SUPPLIED PASSAGE:
Input: Fonts for Code - tosh
http://input.fontbureau.com/preview/?size=14&language=python&theme=solarized-dark&family=InputSans&width=300&weight=300&line-height=1.2&a=0&g=0&i=0&l=0&zero=0&asterisk=0&braces=0&preset=default&customize=please
======
b3b0p
I'm a font-aholic and reading Hacker News, I get the impression I'm not the
only one.

My first adventure down the font hole started with Bit Stream Vera Sans Mono
followed by Source Code Pro. Stuck with Source Code Pro for many years and
even today, not sure any other aliased font looks and works as well as Source
Code Pro at almost every size, from the smallest onward. It just looks clean
to me.

After reading on here how great it was, switched to Fira Code for a while. It
was nice, but never blew me away. The ligatures were a nice change I guess.

Then I tried out Iosevka and was happy. Kept using it for a while.

Then it was Input Mono, again happy and used it for a while.

I was later introduced to Operator Mono and thought I had found code font
bliss (pay).

PROVIDED INFORMATION:
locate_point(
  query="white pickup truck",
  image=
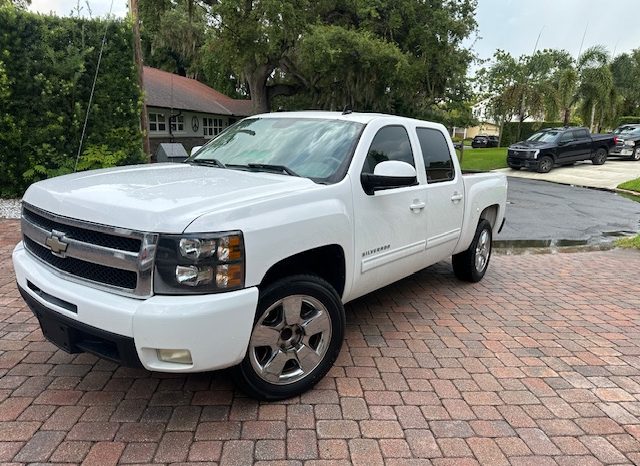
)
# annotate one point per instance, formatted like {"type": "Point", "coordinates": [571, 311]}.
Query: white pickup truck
{"type": "Point", "coordinates": [245, 255]}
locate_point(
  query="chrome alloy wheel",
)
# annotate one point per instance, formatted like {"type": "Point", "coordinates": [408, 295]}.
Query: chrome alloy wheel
{"type": "Point", "coordinates": [483, 250]}
{"type": "Point", "coordinates": [290, 339]}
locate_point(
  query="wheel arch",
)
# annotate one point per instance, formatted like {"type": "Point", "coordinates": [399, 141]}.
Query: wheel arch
{"type": "Point", "coordinates": [327, 262]}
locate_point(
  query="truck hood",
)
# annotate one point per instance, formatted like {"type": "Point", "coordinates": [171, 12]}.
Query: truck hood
{"type": "Point", "coordinates": [162, 198]}
{"type": "Point", "coordinates": [531, 145]}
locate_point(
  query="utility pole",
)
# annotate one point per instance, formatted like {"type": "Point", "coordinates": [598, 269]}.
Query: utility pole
{"type": "Point", "coordinates": [137, 55]}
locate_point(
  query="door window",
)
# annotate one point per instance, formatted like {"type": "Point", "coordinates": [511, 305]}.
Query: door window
{"type": "Point", "coordinates": [436, 155]}
{"type": "Point", "coordinates": [391, 143]}
{"type": "Point", "coordinates": [567, 137]}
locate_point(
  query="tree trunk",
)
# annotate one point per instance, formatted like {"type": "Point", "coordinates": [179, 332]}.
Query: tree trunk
{"type": "Point", "coordinates": [257, 80]}
{"type": "Point", "coordinates": [137, 55]}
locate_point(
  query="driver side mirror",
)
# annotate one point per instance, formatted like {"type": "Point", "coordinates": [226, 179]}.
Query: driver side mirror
{"type": "Point", "coordinates": [389, 174]}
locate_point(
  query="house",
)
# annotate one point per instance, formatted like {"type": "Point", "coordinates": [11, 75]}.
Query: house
{"type": "Point", "coordinates": [186, 111]}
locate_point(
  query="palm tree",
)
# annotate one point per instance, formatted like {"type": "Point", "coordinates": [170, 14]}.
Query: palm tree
{"type": "Point", "coordinates": [596, 84]}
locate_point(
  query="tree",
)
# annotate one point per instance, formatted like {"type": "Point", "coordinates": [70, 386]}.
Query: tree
{"type": "Point", "coordinates": [596, 88]}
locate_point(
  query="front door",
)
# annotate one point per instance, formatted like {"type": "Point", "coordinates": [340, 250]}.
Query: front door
{"type": "Point", "coordinates": [445, 195]}
{"type": "Point", "coordinates": [390, 225]}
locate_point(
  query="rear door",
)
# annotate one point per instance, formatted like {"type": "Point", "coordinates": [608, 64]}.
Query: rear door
{"type": "Point", "coordinates": [391, 224]}
{"type": "Point", "coordinates": [567, 149]}
{"type": "Point", "coordinates": [584, 144]}
{"type": "Point", "coordinates": [445, 194]}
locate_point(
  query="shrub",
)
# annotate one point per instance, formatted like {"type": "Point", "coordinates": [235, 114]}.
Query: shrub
{"type": "Point", "coordinates": [47, 65]}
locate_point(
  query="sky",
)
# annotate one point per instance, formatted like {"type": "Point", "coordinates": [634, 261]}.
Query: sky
{"type": "Point", "coordinates": [511, 25]}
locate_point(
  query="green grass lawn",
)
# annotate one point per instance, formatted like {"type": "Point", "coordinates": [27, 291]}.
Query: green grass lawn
{"type": "Point", "coordinates": [484, 159]}
{"type": "Point", "coordinates": [633, 185]}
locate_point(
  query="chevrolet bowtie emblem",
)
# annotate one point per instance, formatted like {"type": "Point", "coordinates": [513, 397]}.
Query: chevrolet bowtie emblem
{"type": "Point", "coordinates": [55, 242]}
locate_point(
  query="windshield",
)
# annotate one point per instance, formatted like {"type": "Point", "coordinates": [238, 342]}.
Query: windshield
{"type": "Point", "coordinates": [314, 148]}
{"type": "Point", "coordinates": [544, 136]}
{"type": "Point", "coordinates": [628, 130]}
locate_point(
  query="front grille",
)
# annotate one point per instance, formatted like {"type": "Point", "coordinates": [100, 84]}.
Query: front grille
{"type": "Point", "coordinates": [93, 272]}
{"type": "Point", "coordinates": [81, 234]}
{"type": "Point", "coordinates": [116, 259]}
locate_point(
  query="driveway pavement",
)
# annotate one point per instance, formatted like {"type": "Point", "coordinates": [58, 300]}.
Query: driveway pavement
{"type": "Point", "coordinates": [538, 364]}
{"type": "Point", "coordinates": [607, 176]}
{"type": "Point", "coordinates": [548, 211]}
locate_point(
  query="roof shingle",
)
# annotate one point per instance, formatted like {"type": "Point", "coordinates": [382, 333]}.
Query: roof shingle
{"type": "Point", "coordinates": [163, 89]}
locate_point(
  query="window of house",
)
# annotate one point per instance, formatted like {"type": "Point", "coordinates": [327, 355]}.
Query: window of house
{"type": "Point", "coordinates": [177, 124]}
{"type": "Point", "coordinates": [436, 155]}
{"type": "Point", "coordinates": [391, 143]}
{"type": "Point", "coordinates": [212, 126]}
{"type": "Point", "coordinates": [157, 122]}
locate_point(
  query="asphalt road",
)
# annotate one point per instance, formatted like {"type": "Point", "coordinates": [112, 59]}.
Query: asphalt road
{"type": "Point", "coordinates": [539, 210]}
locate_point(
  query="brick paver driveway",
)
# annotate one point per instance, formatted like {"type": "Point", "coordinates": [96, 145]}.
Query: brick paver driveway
{"type": "Point", "coordinates": [538, 364]}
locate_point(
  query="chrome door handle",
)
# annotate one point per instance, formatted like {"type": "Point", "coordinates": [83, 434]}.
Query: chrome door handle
{"type": "Point", "coordinates": [417, 205]}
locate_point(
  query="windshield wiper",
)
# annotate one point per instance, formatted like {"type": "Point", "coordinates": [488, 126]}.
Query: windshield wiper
{"type": "Point", "coordinates": [267, 167]}
{"type": "Point", "coordinates": [210, 162]}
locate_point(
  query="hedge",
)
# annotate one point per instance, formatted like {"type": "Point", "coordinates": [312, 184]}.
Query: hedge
{"type": "Point", "coordinates": [510, 130]}
{"type": "Point", "coordinates": [628, 120]}
{"type": "Point", "coordinates": [47, 65]}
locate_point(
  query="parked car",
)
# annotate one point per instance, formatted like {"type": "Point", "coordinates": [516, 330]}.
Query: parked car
{"type": "Point", "coordinates": [559, 146]}
{"type": "Point", "coordinates": [245, 254]}
{"type": "Point", "coordinates": [484, 141]}
{"type": "Point", "coordinates": [628, 142]}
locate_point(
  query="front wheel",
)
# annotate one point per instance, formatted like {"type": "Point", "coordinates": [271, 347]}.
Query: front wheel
{"type": "Point", "coordinates": [545, 165]}
{"type": "Point", "coordinates": [471, 265]}
{"type": "Point", "coordinates": [296, 338]}
{"type": "Point", "coordinates": [600, 158]}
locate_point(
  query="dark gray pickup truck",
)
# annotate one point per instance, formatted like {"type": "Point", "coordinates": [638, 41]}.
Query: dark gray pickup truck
{"type": "Point", "coordinates": [559, 146]}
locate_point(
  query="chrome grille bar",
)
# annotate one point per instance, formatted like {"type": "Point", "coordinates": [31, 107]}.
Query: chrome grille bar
{"type": "Point", "coordinates": [48, 231]}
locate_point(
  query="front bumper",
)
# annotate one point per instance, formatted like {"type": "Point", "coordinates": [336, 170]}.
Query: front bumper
{"type": "Point", "coordinates": [531, 164]}
{"type": "Point", "coordinates": [215, 328]}
{"type": "Point", "coordinates": [624, 152]}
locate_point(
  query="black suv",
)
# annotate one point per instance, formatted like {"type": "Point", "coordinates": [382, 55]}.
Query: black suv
{"type": "Point", "coordinates": [628, 144]}
{"type": "Point", "coordinates": [559, 146]}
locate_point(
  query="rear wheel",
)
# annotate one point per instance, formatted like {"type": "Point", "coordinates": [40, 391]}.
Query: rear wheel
{"type": "Point", "coordinates": [545, 165]}
{"type": "Point", "coordinates": [600, 157]}
{"type": "Point", "coordinates": [471, 265]}
{"type": "Point", "coordinates": [296, 337]}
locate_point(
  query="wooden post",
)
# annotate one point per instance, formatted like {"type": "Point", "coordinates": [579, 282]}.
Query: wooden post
{"type": "Point", "coordinates": [137, 55]}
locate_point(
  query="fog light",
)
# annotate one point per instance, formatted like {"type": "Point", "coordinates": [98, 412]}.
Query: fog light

TO-DO LIST:
1/ In the forum thread on coding fonts, which font did the poster stick with for many years?
2/ Carry on the forum thread about coding fonts from the point where it stops.

RESPONSES FOR EACH TASK:
1/ Source Code Pro.

2/
Ended up going back to SF Mono (I'm on macOS) and feel content. Finally.
Again. I don't think I'm switching anymore. I might try for a day or a few
minutes something else, but I can't see myself sticking with it like SF Mono.
It will have to blow my mind.

As an aside, I love no antialias Monaco at about 10 pt on hi dpi/retina
displays (MacBook Pro 2017 and LG 5k with non-decimal scale, e.g. 2x).
Something about it seems perfect to me. It usually seems to require special
configuration and sometimes is difficult or not supported at all in many tools
and editors, so I have stuck with SF Mono, typically 11 pt or 13 pt depending
on the display and time of day and how much sleep I got.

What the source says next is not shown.